> **TEXT SECTION**
--- Begin ---

An ellymac driver on a building site I was working on was giving every one the shits "listen, give the guy a break, his job does have it's ups and downs" I told them


----------



## PIRA (Jun 6, 2013)

DBerry said:


> You've got to post here more, Pira. We do have a laugh, but it's all in good fun.


Yep - have more cunts on ignore over there than view.

Just so long as this board is free of Ty Cockbreath.


----------



## DBerry (Jun 11, 2013)

PIRA said:


> Yep - have more cunts on ignore over there than view.
> 
> Just so long as this board is free of Ty Cockbreath.


He fucked it right up for himself here in less than a fortnight :lol: Bringing down the forum with a DOS attack then admitting to it to the owner after he was threatened with the law saw him permanently locked in Gulag (you don't always get outright banned, here, you can be put in Gulag).


----------



## Tuff Gong (May 22, 2013)

:lol: Just had a perve at Ty's home for the mentally weak - I see Blue Eyed Kel and Francis the talking mule have headed over there and are chumming up to the grub and the prowler to take the heat off themselves over here - how bad must your prospects be when sucking up to dumb hateful cunts like that is your only option?


----------



## DBerry (Jun 11, 2013)

Tuff Gong said:


> :lol: Just had a perve at Ty's home for the mentally weak - I see Blue Eyed Kel and Francis the talking mule have headed over there and are chumming up to the grub and the prowler to take the heat off themselves over here - how bad must your prospects be when sucking up to dumb hateful cunts like that is your only option?


:lol: I wish we could have The Prowler back here, he didn't have the spitefulness and malice that the Albury cocksucker had, he was pretty funny at times, and copped it just as well as he gave it.


----------



## zelky (May 28, 2013)

I just had a look "over there" . Three days.

Three fucken days these losers have been going on about Sam...even though they don't care about him?
:lol:

Funny thing is most people I know...if they don't care or are not interested in a subject...they don't go nuts disusing it for _threeee fuuuucken days_!


----------



## Tuff Gong (May 22, 2013)

zelky said:


> I just had a look "over there" . Three days.
> 
> Three fucken days these losers have been going on about Sam...even though they don't care about him?
> :lol:
> ...


Those losers don't have much else to talk about, it's why they're such hatefilled losers in the first place. They should try to get some hobbies.


----------



## zelky (May 28, 2013)

When I used to talk to "you know who" he used to tell me so much shit.

He told me he was going to make his professional debut in America. "The Professer"...the mod at Eastside...was going to set it up for him.

I told him at the time aspiring professional fighters do not write the shit he writes in forums, own boxing download websites and carry on like a two bob watch towards anyone who has any success in the Australian boxing industry.

Here we are 10 years later...and he is EXACTLY where I told him he would be if he did not pull his head in...permanently.

--- End ---

> **SET OF TASKS**
a. List every distinct username that appears in a post header (the lines beginning with ##) in the forum thread.
b. Report each line of the entries that contains the string "white", copying those lines out; case counts.
The forum thread has nothing to do with the entries.

> **EXERCISE INPUTS**
--- Begin ---

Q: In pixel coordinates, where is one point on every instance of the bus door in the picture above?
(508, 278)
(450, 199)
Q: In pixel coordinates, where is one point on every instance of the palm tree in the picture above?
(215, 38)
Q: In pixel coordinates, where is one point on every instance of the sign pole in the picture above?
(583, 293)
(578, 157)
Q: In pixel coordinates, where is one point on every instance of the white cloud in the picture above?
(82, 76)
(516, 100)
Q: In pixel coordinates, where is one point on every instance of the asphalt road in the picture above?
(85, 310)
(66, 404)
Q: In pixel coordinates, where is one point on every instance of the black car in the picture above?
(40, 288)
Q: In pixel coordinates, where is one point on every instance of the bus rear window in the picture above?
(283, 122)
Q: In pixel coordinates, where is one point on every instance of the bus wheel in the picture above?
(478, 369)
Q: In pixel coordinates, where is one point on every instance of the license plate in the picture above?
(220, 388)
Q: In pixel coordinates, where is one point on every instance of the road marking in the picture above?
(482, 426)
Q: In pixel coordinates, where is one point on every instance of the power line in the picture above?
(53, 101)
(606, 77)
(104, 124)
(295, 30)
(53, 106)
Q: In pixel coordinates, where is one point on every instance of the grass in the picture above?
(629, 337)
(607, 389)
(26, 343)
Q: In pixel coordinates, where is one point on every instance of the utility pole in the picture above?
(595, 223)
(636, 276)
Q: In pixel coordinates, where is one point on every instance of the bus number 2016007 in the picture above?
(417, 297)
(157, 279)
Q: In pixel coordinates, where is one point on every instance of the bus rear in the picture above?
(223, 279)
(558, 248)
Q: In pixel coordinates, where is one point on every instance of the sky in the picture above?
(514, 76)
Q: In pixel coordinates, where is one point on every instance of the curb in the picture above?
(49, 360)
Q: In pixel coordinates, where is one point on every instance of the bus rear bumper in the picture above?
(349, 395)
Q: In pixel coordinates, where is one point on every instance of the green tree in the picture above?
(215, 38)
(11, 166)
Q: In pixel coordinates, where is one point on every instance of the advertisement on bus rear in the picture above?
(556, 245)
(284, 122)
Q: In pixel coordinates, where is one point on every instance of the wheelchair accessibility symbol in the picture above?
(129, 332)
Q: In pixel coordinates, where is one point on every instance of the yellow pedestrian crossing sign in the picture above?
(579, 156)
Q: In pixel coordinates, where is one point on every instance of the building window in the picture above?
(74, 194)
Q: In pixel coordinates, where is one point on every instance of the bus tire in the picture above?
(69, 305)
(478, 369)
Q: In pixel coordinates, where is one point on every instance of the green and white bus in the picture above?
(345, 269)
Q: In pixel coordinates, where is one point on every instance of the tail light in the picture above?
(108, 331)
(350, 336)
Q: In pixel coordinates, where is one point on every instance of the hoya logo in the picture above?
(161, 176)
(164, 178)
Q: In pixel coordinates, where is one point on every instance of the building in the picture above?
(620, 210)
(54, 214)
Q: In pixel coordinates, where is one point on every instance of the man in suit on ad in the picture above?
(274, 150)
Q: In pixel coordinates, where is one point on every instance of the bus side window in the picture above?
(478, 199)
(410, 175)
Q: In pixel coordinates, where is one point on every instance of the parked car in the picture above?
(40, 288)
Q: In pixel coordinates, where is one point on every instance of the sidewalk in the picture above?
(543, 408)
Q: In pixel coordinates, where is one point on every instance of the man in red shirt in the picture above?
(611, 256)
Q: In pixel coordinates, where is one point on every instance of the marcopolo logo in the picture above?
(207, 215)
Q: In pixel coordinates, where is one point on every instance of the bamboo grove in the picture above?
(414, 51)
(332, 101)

--- End ---

> **RESULTS OF THE TASKS**
a.
PIRA
DBerry
Tuff Gong
zelky

b.
Q: In pixel coordinates, where is one point on every instance of the white cloud in the picture above?
Q: In pixel coordinates, where is one point on every instance of the green and white bus in the picture above?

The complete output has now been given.